Copy out every one of the records below word for word, leaving out the pictures.

>> start

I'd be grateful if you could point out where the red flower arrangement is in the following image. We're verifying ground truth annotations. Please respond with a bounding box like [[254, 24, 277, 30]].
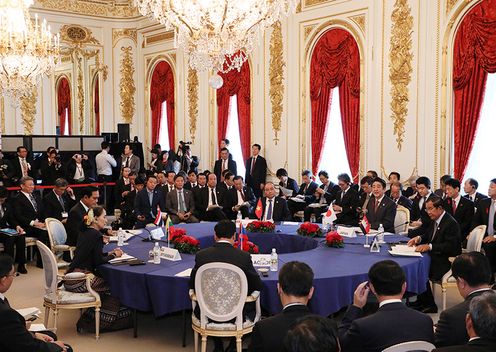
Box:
[[234, 241, 260, 254], [326, 231, 344, 248], [169, 227, 200, 254], [296, 222, 322, 237], [246, 221, 276, 233]]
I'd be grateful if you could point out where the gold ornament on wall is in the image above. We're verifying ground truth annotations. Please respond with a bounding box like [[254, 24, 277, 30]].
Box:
[[20, 87, 38, 135], [188, 68, 198, 143], [119, 46, 136, 123], [269, 21, 286, 145], [389, 0, 413, 151]]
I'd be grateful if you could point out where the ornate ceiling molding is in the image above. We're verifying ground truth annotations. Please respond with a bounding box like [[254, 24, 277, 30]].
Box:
[[33, 0, 141, 19]]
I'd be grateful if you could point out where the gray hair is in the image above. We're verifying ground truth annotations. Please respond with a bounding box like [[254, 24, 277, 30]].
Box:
[[469, 291, 496, 339]]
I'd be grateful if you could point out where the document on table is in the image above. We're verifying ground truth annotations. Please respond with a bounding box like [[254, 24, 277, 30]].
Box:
[[174, 268, 193, 277]]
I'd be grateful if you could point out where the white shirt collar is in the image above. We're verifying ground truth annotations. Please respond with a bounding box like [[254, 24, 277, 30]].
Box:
[[379, 298, 401, 308]]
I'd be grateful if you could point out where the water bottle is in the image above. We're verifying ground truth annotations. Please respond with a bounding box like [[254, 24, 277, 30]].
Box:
[[153, 242, 160, 264], [270, 248, 279, 271], [377, 224, 385, 243], [117, 227, 125, 247]]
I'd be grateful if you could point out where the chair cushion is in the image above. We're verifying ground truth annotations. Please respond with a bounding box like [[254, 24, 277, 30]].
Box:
[[191, 314, 255, 331], [44, 289, 96, 304]]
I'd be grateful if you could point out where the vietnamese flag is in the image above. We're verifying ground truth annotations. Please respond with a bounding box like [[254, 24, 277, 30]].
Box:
[[255, 198, 263, 219]]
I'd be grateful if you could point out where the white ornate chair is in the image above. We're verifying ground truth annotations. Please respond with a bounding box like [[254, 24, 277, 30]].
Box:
[[432, 225, 487, 310], [394, 205, 410, 233], [382, 341, 436, 352], [36, 241, 102, 339], [190, 262, 261, 352]]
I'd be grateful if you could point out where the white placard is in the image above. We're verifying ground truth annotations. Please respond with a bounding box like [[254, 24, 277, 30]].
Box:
[[336, 226, 356, 238], [251, 254, 270, 267], [160, 247, 181, 262]]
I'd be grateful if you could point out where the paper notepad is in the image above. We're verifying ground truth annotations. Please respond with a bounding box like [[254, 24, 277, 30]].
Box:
[[174, 268, 193, 277]]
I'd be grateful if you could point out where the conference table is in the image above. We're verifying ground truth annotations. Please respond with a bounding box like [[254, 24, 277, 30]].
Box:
[[99, 226, 430, 317]]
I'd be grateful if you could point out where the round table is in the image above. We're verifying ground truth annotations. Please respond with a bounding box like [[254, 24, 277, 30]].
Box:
[[99, 223, 430, 317]]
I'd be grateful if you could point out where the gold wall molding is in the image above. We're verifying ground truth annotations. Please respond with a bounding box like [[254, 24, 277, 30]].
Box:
[[188, 68, 198, 143], [112, 28, 138, 48], [389, 0, 413, 151], [20, 87, 38, 135], [34, 0, 141, 19], [269, 21, 286, 145], [119, 46, 136, 123]]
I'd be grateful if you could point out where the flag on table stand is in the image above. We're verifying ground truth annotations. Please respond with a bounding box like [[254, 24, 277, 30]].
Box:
[[153, 205, 162, 226], [359, 215, 370, 235], [255, 198, 263, 220]]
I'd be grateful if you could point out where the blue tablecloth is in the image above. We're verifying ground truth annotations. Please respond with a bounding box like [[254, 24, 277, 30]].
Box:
[[99, 223, 430, 317]]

>> end

• [Exercise output]
I'd be grateful if you could point out where the red flower arrangement is in the following image. We're verifying ground truth annotations. Please respond with a bounding box like [[254, 24, 277, 30]].
Box:
[[234, 241, 260, 254], [326, 231, 344, 248], [169, 227, 200, 254], [296, 222, 322, 237], [246, 221, 276, 233]]
I'd be grateful if you could point out where the gold ornament on wall is in the image above. We're verifying ground truth annotations. Please respond with a bounding box like [[254, 24, 277, 30]].
Box:
[[20, 87, 38, 135], [188, 68, 198, 143], [119, 46, 136, 123], [269, 21, 286, 145], [389, 0, 413, 151]]
I'd be grateful if you could point out where the ornate ceiling molding is in the image above. We're verifying ground truth annotations. Please respond with a bounding box like [[254, 24, 277, 30]].
Box:
[[33, 0, 141, 19]]
I'd be grateful if you could point out where the gray hair is in the image above. We're verifying ground truth annotations. Please respond with a bounding box like [[254, 24, 277, 30]].
Box:
[[469, 291, 496, 339]]
I'd be grateful if you could point out where the document on table is in the image above. We're verifying ground truth annotations. Please respond with a bounding box like [[254, 24, 277, 30]].
Box:
[[174, 268, 193, 277]]
I'd be grateful if you could point out where the white shirt collar is in the image above. We're verifying ground truth annotations. Please respond with a bounding box like [[254, 24, 277, 30]].
Box:
[[379, 298, 401, 308]]
I'd be grateful if you could point out where the water bottle is in the image above. We're verifying ground truth annotations. Please respond with a bounding box like [[254, 24, 277, 30]].
Box:
[[153, 242, 160, 264], [270, 248, 279, 271], [377, 224, 385, 243], [117, 227, 125, 247]]
I'd be grateful if you could point out where the chair cushion is in the image above. We're verifying ground truth annotations. Please respond with a bounding box like [[254, 24, 277, 30]].
Box:
[[191, 314, 255, 331], [44, 289, 96, 304]]
I'd be grateful if you could point out where the vietnamese flag is in the image above. We're verifying ground truth annotations. Please respond with a bounding box like [[254, 24, 277, 30]].
Box:
[[255, 198, 263, 219]]
I'd be grateful if you could point out where the white ornate chair is in the image above. We're verifying ground truth annotations. Please respond with a bounding box like [[254, 24, 277, 30]].
Box:
[[432, 225, 487, 310], [394, 205, 410, 233], [382, 341, 436, 352], [36, 241, 102, 339], [190, 262, 261, 352]]
I'd be grateful if you could point out where the white placard is in the image above. We're verifying ground truth annotations. Please respond with a bounding box like [[254, 24, 277, 30]].
Box:
[[336, 226, 356, 238], [251, 254, 270, 267], [160, 247, 181, 262]]
I'd be grateful if you could point out where the paper notepad is in the image above. We're verifying ground truth annotations. Please respond with a bounding box like [[254, 24, 277, 30]].
Box:
[[174, 268, 193, 277]]
I'd be grateful if you could point out where the conference table is in the image above. We're verifying ground truth annotations. Please respond with a bounding box like [[254, 24, 277, 30]].
Box:
[[99, 226, 430, 317]]
I'd be grateful if you could point out where the round table is in the image above. We're verifying ground truth annotations. Please respond with a bounding box like [[254, 24, 277, 30]].
Box:
[[99, 223, 430, 317]]
I'd be grateful if you could point out where the gold wall molding is in the image above. We're verifying ground truth annotations. Please respond with a bounding box like [[254, 24, 277, 30]].
Box:
[[188, 68, 198, 143], [112, 28, 138, 48], [389, 0, 413, 151], [20, 87, 38, 135], [34, 0, 141, 19], [269, 21, 286, 145], [119, 46, 136, 123]]
I'd be grateful if you could point out where the flag on table stand is in the image above. We're verifying ground truth annotations. Please respond with a bounding box like [[254, 24, 277, 30]].
Box:
[[153, 205, 162, 226], [359, 215, 370, 235], [255, 198, 263, 220]]
I'd be grateful if you could point out where the blue tablecloth is in the image above. We're verifying ground truth annotations. Please respond with a bounding box like [[254, 24, 277, 30]].
Box:
[[99, 223, 430, 317]]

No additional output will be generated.